(Material provided)
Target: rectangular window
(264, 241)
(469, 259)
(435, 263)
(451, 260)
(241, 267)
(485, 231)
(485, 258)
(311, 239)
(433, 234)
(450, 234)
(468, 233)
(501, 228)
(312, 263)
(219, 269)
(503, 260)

(Exercise aim) The required response is a complete, exact copy of the records.

(Worked solution)
Target: rectangular window
(264, 241)
(469, 259)
(435, 263)
(451, 260)
(241, 267)
(485, 231)
(485, 258)
(311, 239)
(433, 234)
(450, 234)
(468, 233)
(501, 228)
(312, 263)
(219, 269)
(503, 260)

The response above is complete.